Excerpted text
━━━━━━━━━━━━━━━━━━━━
What is Google Bigtable?
Google Bigtable is a NoSQL distributed storage system for managing petabyte-scale structured data. Bigtable is designed for fast, low-latency access to data, with scalability and reliability in mind.
Internally, Google uses Bigtable for a number of services, including Google Earth, web indexing, and Google Analytics. While Bigtable stores data in a tabular format, it is not a relational database.
Google started development of Bigtable in 2004, releasing the general Bigtable white paper in 2006. In 2016, Google unveiled Bigtable as a standalone cloud product.
At its core, Bigtable is a distributed, multilevel map that can handle millions of reads/writes per second and manage several terabytes of in-memory data, along with several petabytes of data on-disk, spread across multiple compute locations.
How does Bigtable work?
━━━━━━━━━━━━━━━━━━━━
Information supplied
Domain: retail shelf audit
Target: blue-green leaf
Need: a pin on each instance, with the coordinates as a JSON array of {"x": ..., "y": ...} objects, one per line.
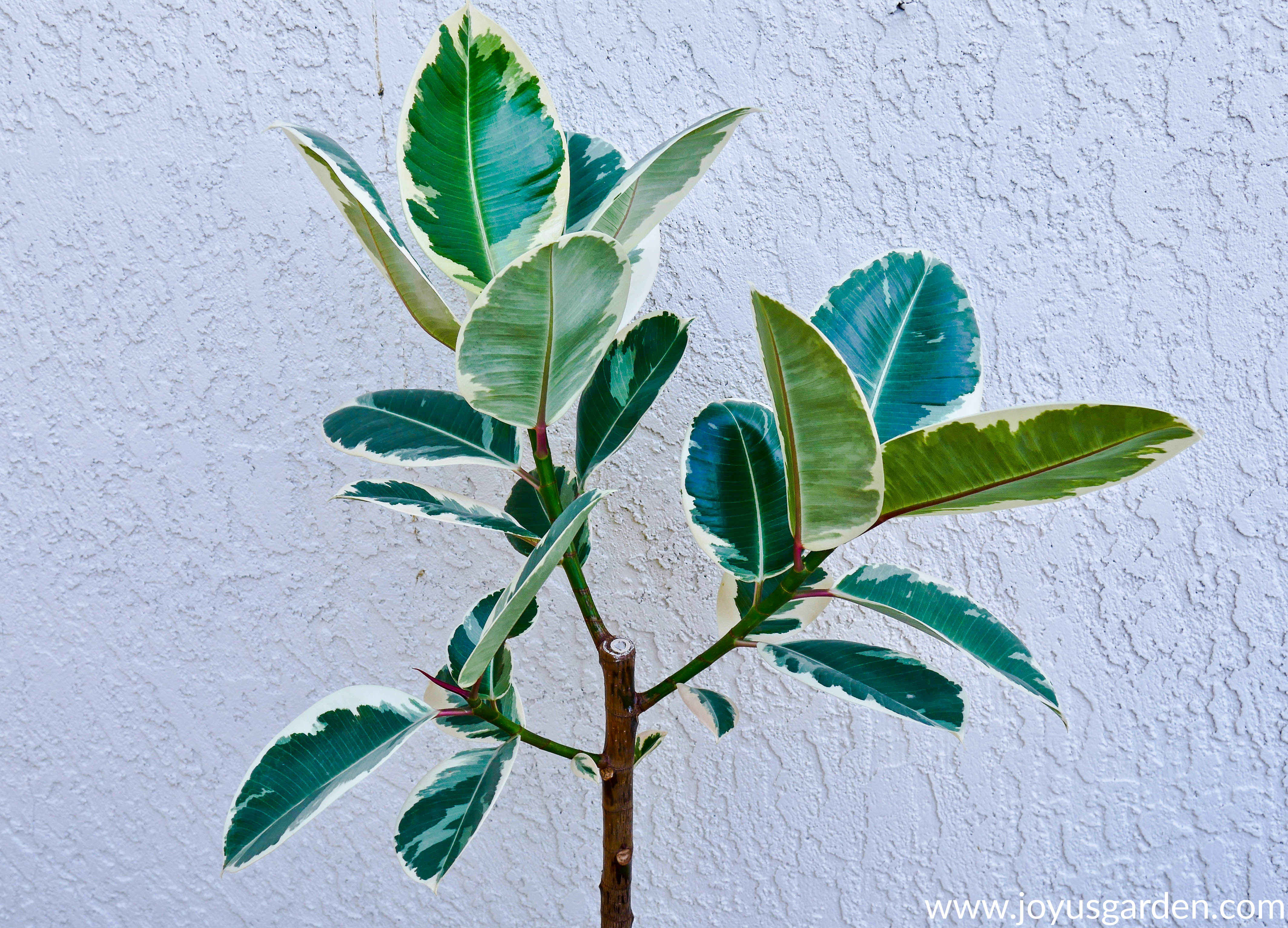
[
  {"x": 946, "y": 614},
  {"x": 1026, "y": 456},
  {"x": 514, "y": 601},
  {"x": 906, "y": 328},
  {"x": 449, "y": 807},
  {"x": 659, "y": 181},
  {"x": 625, "y": 385},
  {"x": 830, "y": 444},
  {"x": 738, "y": 596},
  {"x": 482, "y": 163},
  {"x": 736, "y": 492},
  {"x": 647, "y": 742},
  {"x": 718, "y": 713},
  {"x": 525, "y": 506},
  {"x": 315, "y": 761},
  {"x": 585, "y": 767},
  {"x": 434, "y": 503},
  {"x": 874, "y": 677},
  {"x": 353, "y": 193},
  {"x": 422, "y": 428}
]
━━━━━━━━━━━━━━━━━━━━
Short exercise 1
Rescale the retail shelf audit entry by writing out all of its lines again, the request lines included, with every x and y coordinate in the answer multiplied by 0.65 and rounded to a whole number (halves round up). Leave the picture out of your answer.
Short exercise 2
Pick up the Bigtable overview after its last line and continue it.

Exercise output 1
Domain: retail shelf audit
Target: blue-green leaf
Need: a pin on each instance, with the coordinates as a JSON array of {"x": ..., "y": ...} objects, one per line.
[
  {"x": 615, "y": 399},
  {"x": 667, "y": 296},
  {"x": 334, "y": 391},
  {"x": 589, "y": 213},
  {"x": 292, "y": 525},
  {"x": 428, "y": 118},
  {"x": 406, "y": 250},
  {"x": 540, "y": 289},
  {"x": 480, "y": 387},
  {"x": 313, "y": 106},
  {"x": 478, "y": 320},
  {"x": 421, "y": 482},
  {"x": 467, "y": 463},
  {"x": 341, "y": 329},
  {"x": 205, "y": 495},
  {"x": 380, "y": 499},
  {"x": 282, "y": 327},
  {"x": 568, "y": 440},
  {"x": 229, "y": 125},
  {"x": 274, "y": 278}
]

Exercise output 2
There are four types of major NoSQL databases: Key-Value, Column-Family, Graph, and Document. Bigtable is a column-family or wide-column-based NoSQL database, similar to Cassandra and Hbase.
Wide-column stores differ from traditional relational databases since their two-level structures do not use a columnar layout. Instead, columns are grouped into 'families' and stored together.
Like a relational database, a Bigtable has rows that describe a single entity, and columns which contain individual values by row.
Unlike a relational database, columns are grouped into a column family. Each column is identified by a combination of the column family and a column qualifier— a unique name within the family.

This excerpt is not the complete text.